* [WHAT IS ASKED] Rewrite the listing lines from the one containing "Target: **upper teeth**" through the one containing "102 118 L 100", updating "region" to "area" and leaving everything else unchanged.

Dataset records:
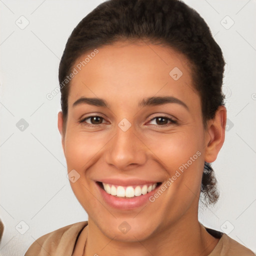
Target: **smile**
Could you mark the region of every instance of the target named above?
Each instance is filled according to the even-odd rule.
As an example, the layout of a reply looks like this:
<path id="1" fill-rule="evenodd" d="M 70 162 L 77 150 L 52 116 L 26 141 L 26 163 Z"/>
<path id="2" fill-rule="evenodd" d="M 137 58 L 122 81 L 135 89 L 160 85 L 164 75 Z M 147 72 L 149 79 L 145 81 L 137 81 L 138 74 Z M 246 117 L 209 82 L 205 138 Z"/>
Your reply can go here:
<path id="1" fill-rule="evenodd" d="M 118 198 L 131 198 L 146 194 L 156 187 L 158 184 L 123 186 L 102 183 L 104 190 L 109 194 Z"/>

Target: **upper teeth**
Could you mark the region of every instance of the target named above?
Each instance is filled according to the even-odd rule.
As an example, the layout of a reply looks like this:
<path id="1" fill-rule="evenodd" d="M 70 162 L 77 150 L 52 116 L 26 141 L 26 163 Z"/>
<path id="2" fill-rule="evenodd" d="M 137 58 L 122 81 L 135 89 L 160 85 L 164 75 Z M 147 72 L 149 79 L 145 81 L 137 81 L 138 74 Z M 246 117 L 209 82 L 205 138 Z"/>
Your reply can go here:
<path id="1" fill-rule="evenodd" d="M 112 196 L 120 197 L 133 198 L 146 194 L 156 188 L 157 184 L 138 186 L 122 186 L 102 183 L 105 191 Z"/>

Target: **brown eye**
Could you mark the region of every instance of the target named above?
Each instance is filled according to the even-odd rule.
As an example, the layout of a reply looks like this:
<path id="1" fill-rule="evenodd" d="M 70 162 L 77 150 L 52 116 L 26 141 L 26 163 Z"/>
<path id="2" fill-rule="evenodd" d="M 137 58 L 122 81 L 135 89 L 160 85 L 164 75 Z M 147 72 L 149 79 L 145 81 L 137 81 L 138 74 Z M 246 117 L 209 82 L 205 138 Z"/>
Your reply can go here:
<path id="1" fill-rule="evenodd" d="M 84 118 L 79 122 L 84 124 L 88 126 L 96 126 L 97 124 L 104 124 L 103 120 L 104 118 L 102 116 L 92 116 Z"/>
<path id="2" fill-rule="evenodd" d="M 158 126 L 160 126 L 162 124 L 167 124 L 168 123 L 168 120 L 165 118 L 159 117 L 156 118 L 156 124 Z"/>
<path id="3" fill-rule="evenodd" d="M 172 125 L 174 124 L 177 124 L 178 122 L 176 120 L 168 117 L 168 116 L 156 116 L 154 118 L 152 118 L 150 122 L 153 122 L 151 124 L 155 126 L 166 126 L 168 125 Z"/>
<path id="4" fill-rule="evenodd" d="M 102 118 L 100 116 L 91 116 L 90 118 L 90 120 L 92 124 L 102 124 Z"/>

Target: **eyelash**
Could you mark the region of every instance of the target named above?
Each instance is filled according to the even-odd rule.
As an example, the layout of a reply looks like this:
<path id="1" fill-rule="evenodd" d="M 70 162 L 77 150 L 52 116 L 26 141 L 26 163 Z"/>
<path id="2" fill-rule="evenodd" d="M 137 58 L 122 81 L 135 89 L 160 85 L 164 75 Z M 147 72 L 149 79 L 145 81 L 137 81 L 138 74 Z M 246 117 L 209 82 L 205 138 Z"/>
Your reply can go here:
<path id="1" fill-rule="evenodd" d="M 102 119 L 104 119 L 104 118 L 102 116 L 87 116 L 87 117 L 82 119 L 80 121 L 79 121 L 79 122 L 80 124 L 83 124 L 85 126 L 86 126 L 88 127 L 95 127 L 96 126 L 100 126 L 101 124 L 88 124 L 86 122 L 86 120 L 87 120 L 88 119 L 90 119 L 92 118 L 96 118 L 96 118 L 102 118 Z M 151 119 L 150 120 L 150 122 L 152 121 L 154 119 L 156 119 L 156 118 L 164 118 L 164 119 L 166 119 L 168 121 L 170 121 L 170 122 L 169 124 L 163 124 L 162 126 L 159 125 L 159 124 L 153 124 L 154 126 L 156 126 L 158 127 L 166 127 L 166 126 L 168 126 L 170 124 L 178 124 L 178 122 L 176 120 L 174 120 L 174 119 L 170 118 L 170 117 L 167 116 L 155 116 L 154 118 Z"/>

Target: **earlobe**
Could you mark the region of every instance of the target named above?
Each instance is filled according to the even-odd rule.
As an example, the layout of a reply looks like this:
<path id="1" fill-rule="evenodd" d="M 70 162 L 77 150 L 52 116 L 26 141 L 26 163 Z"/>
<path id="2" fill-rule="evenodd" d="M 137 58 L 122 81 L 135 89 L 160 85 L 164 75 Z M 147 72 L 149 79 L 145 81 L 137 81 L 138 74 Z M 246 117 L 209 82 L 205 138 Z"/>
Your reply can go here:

* * *

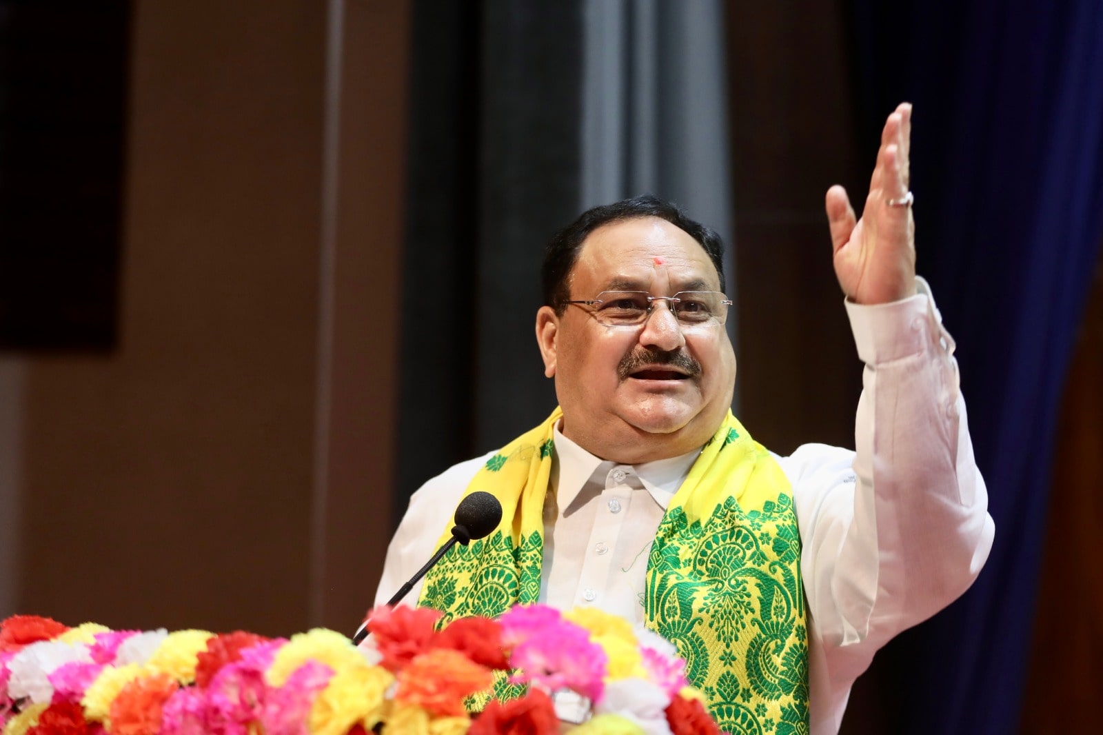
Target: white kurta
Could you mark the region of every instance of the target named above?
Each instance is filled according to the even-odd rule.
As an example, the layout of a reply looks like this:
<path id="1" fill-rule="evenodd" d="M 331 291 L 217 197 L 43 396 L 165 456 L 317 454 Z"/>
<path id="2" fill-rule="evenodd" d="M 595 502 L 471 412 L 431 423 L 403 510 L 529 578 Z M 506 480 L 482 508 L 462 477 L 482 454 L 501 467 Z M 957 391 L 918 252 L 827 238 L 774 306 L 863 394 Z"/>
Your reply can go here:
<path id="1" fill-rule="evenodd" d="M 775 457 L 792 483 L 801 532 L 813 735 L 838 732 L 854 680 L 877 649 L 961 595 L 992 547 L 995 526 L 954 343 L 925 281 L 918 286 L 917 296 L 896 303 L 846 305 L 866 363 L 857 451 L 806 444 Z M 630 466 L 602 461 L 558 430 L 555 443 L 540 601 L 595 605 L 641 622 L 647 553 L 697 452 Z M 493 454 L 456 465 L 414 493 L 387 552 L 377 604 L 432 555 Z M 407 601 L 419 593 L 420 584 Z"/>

* [REPLY TO THE TASK]
Target: **upper teeth**
Could you mark the area of every instance of the target named above?
Each instance is filled according to the even-odd rule.
As an example, the layout of a reply looks like this:
<path id="1" fill-rule="evenodd" d="M 70 162 L 77 150 L 52 116 L 26 141 L 26 163 Z"/>
<path id="2" fill-rule="evenodd" d="M 137 58 L 122 81 L 135 89 L 160 85 L 164 75 Z M 147 72 L 149 79 L 145 81 L 137 81 L 138 74 Z M 246 117 L 209 82 L 205 138 Z"/>
Your reply can go here:
<path id="1" fill-rule="evenodd" d="M 112 196 L 120 197 L 133 198 L 146 194 L 156 188 L 157 184 L 138 186 L 122 186 L 102 183 L 105 191 Z"/>

Target: **brown eye**
Could you mark the area of every instance of the target named above?
Each instance is filled according to the even-odd rule.
As an example, the layout of a reply looks like this:
<path id="1" fill-rule="evenodd" d="M 70 162 L 77 150 L 52 116 L 26 141 L 26 163 Z"/>
<path id="2" fill-rule="evenodd" d="M 137 58 L 122 81 L 135 89 L 160 85 L 164 75 Z M 147 72 L 149 79 L 145 81 L 137 81 L 138 74 Z M 246 117 L 209 82 L 205 138 Z"/>
Your reply can go here:
<path id="1" fill-rule="evenodd" d="M 84 118 L 79 122 L 84 124 L 88 126 L 96 126 L 97 124 L 104 124 L 103 120 L 104 118 L 102 116 L 92 116 Z"/>
<path id="2" fill-rule="evenodd" d="M 158 126 L 160 126 L 162 124 L 167 124 L 168 123 L 168 120 L 165 118 L 159 117 L 156 118 L 156 124 Z"/>
<path id="3" fill-rule="evenodd" d="M 172 125 L 174 124 L 177 124 L 178 122 L 176 120 L 168 117 L 168 116 L 156 116 L 154 118 L 152 118 L 150 122 L 153 122 L 151 124 L 155 126 L 166 126 L 168 125 Z"/>
<path id="4" fill-rule="evenodd" d="M 102 118 L 100 116 L 91 116 L 90 118 L 90 120 L 92 124 L 102 124 Z"/>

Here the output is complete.